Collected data
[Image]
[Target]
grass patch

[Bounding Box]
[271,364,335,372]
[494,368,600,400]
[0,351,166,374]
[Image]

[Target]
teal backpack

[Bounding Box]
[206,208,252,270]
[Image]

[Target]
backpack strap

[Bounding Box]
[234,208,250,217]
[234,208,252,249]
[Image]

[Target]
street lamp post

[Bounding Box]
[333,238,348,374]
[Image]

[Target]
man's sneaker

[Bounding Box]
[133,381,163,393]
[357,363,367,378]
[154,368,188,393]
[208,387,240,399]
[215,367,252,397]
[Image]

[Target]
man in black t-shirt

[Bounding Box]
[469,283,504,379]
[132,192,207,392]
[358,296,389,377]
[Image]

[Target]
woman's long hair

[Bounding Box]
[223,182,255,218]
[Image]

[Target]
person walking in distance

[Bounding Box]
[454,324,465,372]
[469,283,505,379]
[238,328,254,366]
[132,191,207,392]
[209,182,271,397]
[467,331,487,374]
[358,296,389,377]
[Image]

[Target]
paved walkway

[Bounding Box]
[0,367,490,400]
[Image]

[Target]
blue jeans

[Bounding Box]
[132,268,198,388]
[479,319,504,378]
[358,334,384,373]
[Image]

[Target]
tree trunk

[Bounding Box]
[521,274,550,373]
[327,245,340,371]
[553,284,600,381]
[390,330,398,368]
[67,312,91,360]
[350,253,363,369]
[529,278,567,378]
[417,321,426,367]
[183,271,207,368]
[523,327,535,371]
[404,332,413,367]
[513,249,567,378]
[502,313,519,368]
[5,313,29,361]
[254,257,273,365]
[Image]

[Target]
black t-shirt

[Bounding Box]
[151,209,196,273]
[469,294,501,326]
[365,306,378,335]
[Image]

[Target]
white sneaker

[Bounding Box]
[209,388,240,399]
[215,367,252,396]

## What to do
Convert all of the lines above into a Markdown table with two columns, "No." and "Line", numbering each row in order and leaving out any blank lines.

## Correct output
| No. | Line |
|---|---|
| 1 | [Image] |
| 2 | [Target] |
| 3 | grass patch |
| 4 | [Bounding Box] |
| 5 | [271,364,335,372] |
| 6 | [494,368,600,400] |
| 7 | [0,351,166,374] |
| 8 | [Image] |
| 9 | [Target] |
| 10 | teal backpack |
| 11 | [Bounding Box] |
| 12 | [206,208,252,270] |
| 13 | [Image] |
| 14 | [Target] |
| 15 | backpack strap |
| 16 | [Bounding Box] |
| 17 | [234,208,250,217] |
| 18 | [234,208,252,249] |
| 19 | [Image] |
| 20 | [Target] |
| 21 | street lamp post |
| 22 | [Bounding Box] |
| 23 | [333,238,348,374] |
| 24 | [Image] |
| 25 | [Target] |
| 26 | man's sneaker |
| 27 | [Bounding Box] |
| 28 | [133,381,163,393] |
| 29 | [357,363,367,378] |
| 30 | [154,368,188,393] |
| 31 | [208,387,240,399] |
| 32 | [215,367,252,397] |
| 33 | [Image] |
| 34 | [Target] |
| 35 | man in black t-shirt |
| 36 | [Bounding Box] |
| 37 | [469,283,504,379] |
| 38 | [132,192,207,392] |
| 39 | [358,296,389,377] |
| 40 | [Image] |
| 41 | [Target] |
| 42 | woman's long hair |
| 43 | [Bounding Box] |
| 44 | [223,182,255,218] |
| 45 | [Image] |
| 46 | [Target] |
| 47 | person walking in distance |
| 48 | [Bounding Box] |
| 49 | [454,324,465,372] |
| 50 | [469,283,505,379] |
| 51 | [238,328,254,366] |
| 52 | [132,191,207,392] |
| 53 | [209,182,271,397] |
| 54 | [467,331,487,374] |
| 55 | [358,296,389,377] |
| 56 | [Image] |
| 57 | [Target] |
| 58 | paved walkway |
| 59 | [Bounding Box] |
| 60 | [0,367,490,400] |
| 61 | [Image] |
| 62 | [Target] |
| 63 | blue jeans |
| 64 | [Bounding Box] |
| 65 | [132,268,198,388] |
| 66 | [479,319,504,378] |
| 67 | [358,334,384,373] |
| 68 | [Image] |
| 69 | [Target] |
| 70 | tree trunk |
| 71 | [Bounding Box] |
| 72 | [521,274,550,373] |
| 73 | [327,245,340,371] |
| 74 | [553,284,600,381] |
| 75 | [390,330,398,368] |
| 76 | [67,312,91,360] |
| 77 | [350,253,363,369] |
| 78 | [529,278,567,378] |
| 79 | [417,321,426,367] |
| 80 | [183,271,207,368] |
| 81 | [523,327,535,371] |
| 82 | [404,332,413,367] |
| 83 | [513,249,567,378] |
| 84 | [502,313,519,368] |
| 85 | [5,313,29,361] |
| 86 | [254,257,273,365] |
| 87 | [Image] |
| 88 | [Target] |
| 89 | black t-shirt |
| 90 | [Bounding Box] |
| 91 | [151,209,196,273] |
| 92 | [469,294,501,326] |
| 93 | [365,306,378,335] |
| 94 | [Image] |
| 95 | [Target] |
| 96 | white sneaker |
| 97 | [Bounding Box] |
| 98 | [209,388,240,399] |
| 99 | [215,367,252,396] |